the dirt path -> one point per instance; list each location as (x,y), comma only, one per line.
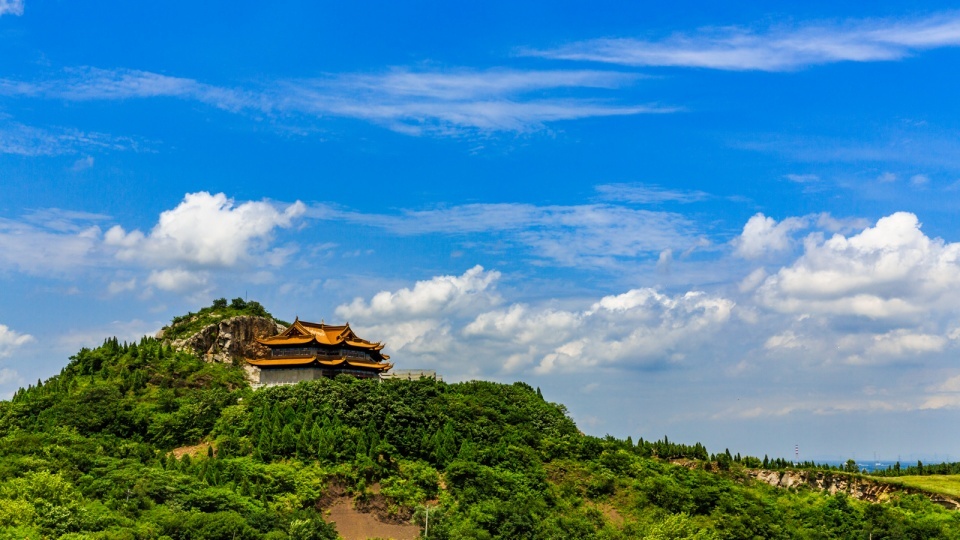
(355,525)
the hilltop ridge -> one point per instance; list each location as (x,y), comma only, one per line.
(101,451)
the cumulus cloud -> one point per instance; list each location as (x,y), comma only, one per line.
(640,328)
(762,236)
(780,48)
(10,340)
(889,270)
(204,230)
(418,319)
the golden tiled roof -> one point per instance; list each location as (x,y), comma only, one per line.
(313,360)
(302,333)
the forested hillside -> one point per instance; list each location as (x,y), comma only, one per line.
(89,454)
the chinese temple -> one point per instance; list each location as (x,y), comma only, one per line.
(307,351)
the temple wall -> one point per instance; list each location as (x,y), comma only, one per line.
(272,377)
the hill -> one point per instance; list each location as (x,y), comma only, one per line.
(139,440)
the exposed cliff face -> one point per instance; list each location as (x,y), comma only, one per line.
(855,486)
(230,338)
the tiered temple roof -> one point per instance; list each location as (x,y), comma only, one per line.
(331,347)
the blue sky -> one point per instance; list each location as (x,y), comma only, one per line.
(727,224)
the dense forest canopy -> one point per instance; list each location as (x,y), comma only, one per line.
(98,452)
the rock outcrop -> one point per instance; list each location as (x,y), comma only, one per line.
(231,338)
(857,487)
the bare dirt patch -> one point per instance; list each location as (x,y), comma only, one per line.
(611,514)
(196,450)
(353,524)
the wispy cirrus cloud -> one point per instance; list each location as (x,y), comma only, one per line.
(10,340)
(20,139)
(648,194)
(446,101)
(88,84)
(589,235)
(415,102)
(780,48)
(11,7)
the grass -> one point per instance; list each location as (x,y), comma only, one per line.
(944,484)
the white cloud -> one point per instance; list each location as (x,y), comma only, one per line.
(951,384)
(87,83)
(8,376)
(47,248)
(591,235)
(204,230)
(11,340)
(648,194)
(898,343)
(11,7)
(438,296)
(456,316)
(802,178)
(178,280)
(23,140)
(919,180)
(753,280)
(440,102)
(82,164)
(451,101)
(117,287)
(888,271)
(780,48)
(784,340)
(762,235)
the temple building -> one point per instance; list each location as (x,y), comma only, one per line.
(307,351)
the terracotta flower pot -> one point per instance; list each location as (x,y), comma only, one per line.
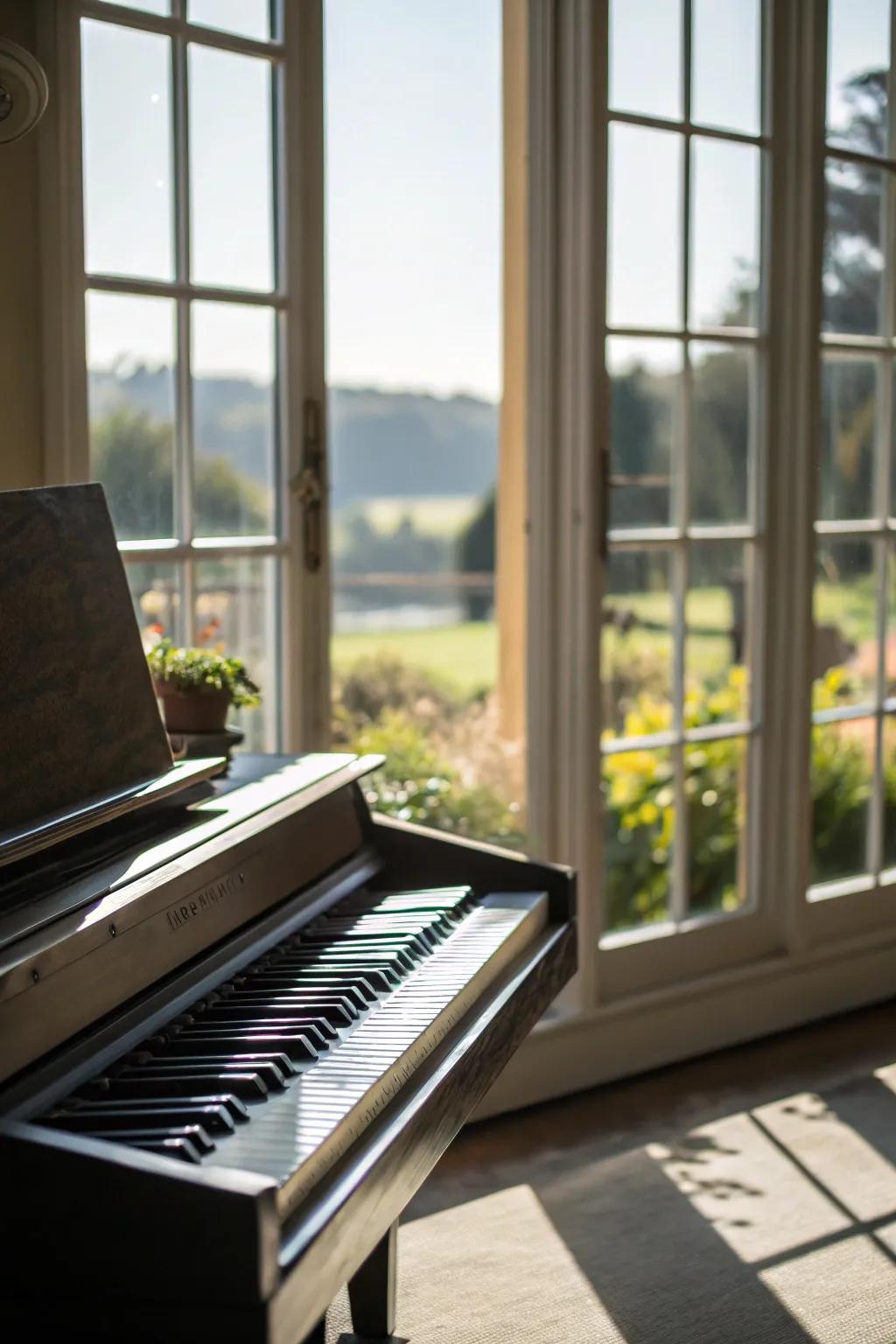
(196,711)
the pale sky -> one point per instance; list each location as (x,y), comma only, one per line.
(414,192)
(414,179)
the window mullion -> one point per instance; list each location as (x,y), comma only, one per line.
(185,446)
(679,898)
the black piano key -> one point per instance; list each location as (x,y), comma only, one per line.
(316,1026)
(198,1055)
(216,1063)
(339,1015)
(240,1086)
(294,1045)
(402,949)
(196,1136)
(178,1148)
(352,983)
(254,1083)
(316,1033)
(381,976)
(348,999)
(214,1120)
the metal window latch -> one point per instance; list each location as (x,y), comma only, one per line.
(306,488)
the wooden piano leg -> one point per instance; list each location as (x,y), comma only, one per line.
(371,1293)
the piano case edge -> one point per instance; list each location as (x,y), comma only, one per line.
(324,1243)
(355,1208)
(211,1228)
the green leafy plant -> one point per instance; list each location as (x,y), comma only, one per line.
(202,672)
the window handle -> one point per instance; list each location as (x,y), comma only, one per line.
(306,488)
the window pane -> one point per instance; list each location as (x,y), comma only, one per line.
(645,431)
(635,644)
(717,792)
(848,428)
(890,648)
(127,150)
(645,228)
(236,614)
(724,238)
(246,18)
(843,770)
(639,832)
(233,368)
(853,258)
(130,361)
(718,632)
(645,57)
(858,74)
(414,237)
(890,792)
(845,611)
(722,431)
(231,163)
(725,63)
(155,589)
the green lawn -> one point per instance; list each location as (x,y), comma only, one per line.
(464,654)
(468,654)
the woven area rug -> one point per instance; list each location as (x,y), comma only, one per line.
(770,1226)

## WHAT THE TASK ASKS
Output exactly the lines from the one containing "the piano case" through the last line of the entries, both ends included.

## ANSWER TO THE PROBLEM
the piano case edge -> one point per instance; list each location as (x,y), comma only, one per line.
(324,1243)
(355,1208)
(211,1228)
the green leafy plant -> one point per instance; list each location as (x,y), comma only, one per line.
(202,672)
the window handle -> one point per instance; list each location as (x,y), comma only, one per line.
(306,488)
the window pane -> one point per instance; list each location as (x,y), comma only, one per line.
(645,431)
(635,644)
(717,792)
(848,428)
(890,648)
(127,150)
(645,228)
(236,614)
(724,238)
(246,18)
(843,770)
(639,832)
(233,368)
(853,258)
(130,361)
(718,632)
(645,57)
(858,74)
(414,237)
(890,792)
(845,611)
(722,431)
(231,163)
(725,63)
(155,589)
the green lawn -> one point per instance; list each location as (x,y), comma only, one per line.
(464,654)
(468,654)
the woven area rug -> one point per instance; list each location as (x,y), comma only, one per line.
(770,1226)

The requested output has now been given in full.